*Task to complete*:
Read the records and gather each line that includes "stone".

Collected data:
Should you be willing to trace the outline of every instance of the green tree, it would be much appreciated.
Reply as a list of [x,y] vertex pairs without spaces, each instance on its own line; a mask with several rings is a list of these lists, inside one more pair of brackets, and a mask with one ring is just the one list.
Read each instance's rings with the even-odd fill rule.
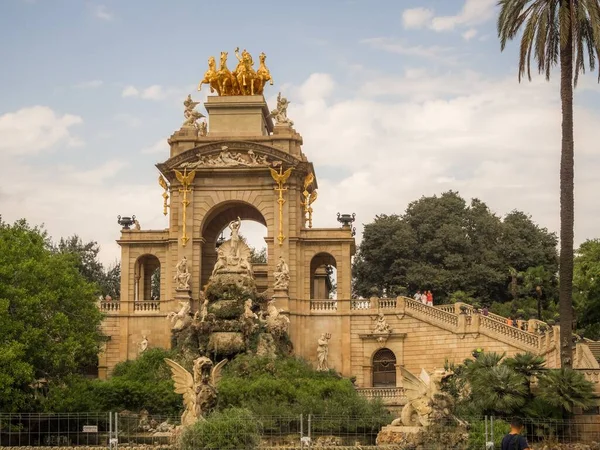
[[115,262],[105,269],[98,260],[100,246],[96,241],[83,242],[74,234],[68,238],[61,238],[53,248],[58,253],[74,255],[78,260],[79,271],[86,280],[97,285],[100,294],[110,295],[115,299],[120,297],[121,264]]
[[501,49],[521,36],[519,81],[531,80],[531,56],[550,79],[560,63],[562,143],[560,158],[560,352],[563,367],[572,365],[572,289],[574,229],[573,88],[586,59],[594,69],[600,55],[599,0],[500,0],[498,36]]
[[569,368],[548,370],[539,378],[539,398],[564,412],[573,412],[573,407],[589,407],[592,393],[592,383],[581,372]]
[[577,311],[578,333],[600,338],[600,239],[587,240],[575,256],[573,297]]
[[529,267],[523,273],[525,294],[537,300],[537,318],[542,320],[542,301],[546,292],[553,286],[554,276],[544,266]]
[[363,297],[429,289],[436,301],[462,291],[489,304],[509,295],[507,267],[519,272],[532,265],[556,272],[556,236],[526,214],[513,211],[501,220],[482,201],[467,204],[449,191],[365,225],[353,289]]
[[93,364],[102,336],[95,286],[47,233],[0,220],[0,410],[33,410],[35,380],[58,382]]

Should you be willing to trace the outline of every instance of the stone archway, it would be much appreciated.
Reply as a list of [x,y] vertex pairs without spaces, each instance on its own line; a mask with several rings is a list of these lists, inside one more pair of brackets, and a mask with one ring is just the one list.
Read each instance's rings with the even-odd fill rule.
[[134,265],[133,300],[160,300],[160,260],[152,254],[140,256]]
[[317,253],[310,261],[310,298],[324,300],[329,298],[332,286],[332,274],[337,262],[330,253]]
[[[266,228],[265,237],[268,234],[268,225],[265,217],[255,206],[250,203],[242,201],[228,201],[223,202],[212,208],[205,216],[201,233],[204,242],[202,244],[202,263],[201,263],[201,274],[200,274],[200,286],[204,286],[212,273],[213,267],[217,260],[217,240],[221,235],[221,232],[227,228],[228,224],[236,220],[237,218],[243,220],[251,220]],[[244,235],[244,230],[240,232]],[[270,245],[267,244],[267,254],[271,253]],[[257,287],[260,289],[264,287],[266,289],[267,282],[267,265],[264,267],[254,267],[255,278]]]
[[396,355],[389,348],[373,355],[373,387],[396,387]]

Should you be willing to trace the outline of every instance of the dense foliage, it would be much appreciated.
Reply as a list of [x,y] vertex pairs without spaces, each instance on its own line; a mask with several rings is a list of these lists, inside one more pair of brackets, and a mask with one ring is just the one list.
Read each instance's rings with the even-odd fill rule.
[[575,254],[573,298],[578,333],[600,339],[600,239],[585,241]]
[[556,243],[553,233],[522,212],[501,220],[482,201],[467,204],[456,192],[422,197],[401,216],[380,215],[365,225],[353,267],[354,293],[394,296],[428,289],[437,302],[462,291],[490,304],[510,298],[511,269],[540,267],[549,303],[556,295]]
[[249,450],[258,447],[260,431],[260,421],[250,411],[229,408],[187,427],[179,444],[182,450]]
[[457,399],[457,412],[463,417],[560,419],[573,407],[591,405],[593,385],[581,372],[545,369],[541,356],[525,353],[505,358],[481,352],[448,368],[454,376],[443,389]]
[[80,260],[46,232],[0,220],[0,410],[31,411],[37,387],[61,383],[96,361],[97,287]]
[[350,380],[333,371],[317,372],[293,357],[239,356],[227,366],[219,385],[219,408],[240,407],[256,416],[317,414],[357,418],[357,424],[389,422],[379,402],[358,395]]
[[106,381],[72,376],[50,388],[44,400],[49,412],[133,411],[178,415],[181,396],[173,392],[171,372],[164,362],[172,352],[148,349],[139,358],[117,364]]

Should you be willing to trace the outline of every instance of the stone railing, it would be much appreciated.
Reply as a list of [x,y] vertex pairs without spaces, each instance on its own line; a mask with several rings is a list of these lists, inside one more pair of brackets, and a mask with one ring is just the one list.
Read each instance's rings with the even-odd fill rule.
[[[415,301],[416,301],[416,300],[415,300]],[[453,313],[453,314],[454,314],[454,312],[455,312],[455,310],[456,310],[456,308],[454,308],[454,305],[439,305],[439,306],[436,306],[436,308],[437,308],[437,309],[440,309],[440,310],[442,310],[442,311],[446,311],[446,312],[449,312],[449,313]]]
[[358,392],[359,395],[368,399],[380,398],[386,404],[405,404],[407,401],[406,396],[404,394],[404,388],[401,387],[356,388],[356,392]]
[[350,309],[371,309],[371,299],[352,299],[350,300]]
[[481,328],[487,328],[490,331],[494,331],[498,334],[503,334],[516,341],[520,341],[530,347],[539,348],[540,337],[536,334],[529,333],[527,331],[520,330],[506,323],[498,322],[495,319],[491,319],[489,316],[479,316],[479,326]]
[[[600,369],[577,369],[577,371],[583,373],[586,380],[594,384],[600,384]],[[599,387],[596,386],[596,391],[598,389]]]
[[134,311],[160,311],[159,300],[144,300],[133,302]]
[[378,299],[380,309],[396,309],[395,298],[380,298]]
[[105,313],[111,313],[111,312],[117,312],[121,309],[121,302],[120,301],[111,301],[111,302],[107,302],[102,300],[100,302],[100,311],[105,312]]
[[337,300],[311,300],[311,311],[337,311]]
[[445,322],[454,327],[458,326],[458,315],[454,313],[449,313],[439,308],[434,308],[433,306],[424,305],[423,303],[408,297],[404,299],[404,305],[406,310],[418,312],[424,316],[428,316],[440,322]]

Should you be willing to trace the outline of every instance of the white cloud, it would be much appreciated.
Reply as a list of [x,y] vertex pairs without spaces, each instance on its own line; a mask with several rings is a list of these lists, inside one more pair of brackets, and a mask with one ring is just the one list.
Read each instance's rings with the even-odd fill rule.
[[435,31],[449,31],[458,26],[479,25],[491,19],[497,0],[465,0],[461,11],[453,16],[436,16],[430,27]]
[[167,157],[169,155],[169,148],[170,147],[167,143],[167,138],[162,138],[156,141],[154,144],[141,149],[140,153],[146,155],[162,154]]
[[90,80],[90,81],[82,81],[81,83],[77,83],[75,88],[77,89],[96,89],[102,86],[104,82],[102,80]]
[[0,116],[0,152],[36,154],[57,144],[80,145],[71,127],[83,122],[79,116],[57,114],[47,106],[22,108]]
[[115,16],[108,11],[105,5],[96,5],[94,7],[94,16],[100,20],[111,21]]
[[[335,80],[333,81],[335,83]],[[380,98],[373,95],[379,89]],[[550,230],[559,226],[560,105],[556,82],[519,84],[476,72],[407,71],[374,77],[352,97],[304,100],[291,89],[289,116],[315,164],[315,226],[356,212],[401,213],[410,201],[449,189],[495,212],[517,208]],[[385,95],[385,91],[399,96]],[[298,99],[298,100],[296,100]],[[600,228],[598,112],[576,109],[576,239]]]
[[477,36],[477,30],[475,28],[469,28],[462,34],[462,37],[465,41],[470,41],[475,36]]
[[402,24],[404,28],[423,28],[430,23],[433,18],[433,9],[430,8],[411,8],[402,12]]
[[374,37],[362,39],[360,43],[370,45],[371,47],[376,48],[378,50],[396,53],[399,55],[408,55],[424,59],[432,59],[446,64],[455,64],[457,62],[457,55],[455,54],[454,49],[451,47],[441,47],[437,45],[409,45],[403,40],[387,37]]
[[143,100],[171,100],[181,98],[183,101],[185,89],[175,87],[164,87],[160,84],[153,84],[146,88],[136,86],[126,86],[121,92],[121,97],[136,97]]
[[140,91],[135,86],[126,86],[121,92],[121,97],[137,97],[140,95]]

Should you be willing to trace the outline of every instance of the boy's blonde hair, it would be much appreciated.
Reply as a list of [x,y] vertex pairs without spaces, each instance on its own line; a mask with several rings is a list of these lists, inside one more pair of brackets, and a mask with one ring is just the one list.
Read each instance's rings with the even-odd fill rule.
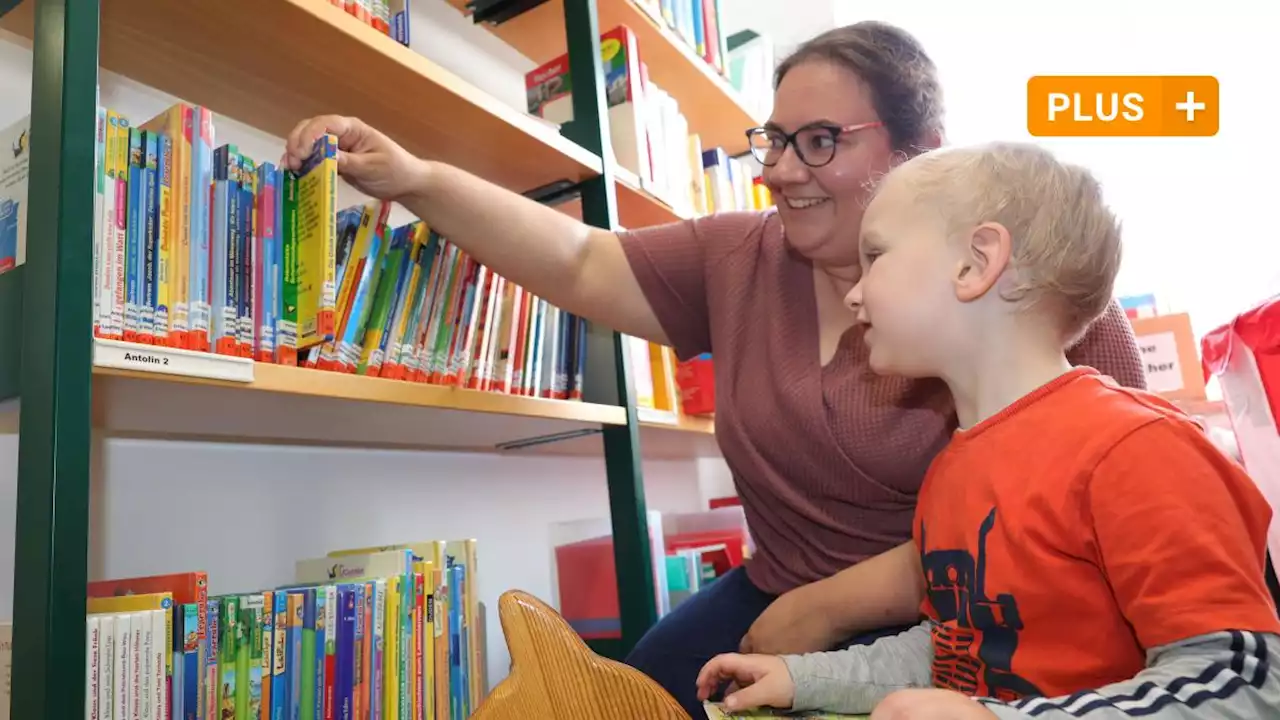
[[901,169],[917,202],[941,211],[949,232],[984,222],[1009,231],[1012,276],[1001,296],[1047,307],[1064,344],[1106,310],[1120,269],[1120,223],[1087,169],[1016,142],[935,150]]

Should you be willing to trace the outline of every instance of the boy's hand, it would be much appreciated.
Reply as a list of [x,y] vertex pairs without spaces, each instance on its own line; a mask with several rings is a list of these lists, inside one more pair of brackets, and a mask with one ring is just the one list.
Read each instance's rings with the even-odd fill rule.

*Result of the exercise*:
Should you be willing to trace the outline of every instance of the stone archway, it would be much appreciated.
Should you be willing to trace the outline of every instance of the stone railing, it would be much appreciated.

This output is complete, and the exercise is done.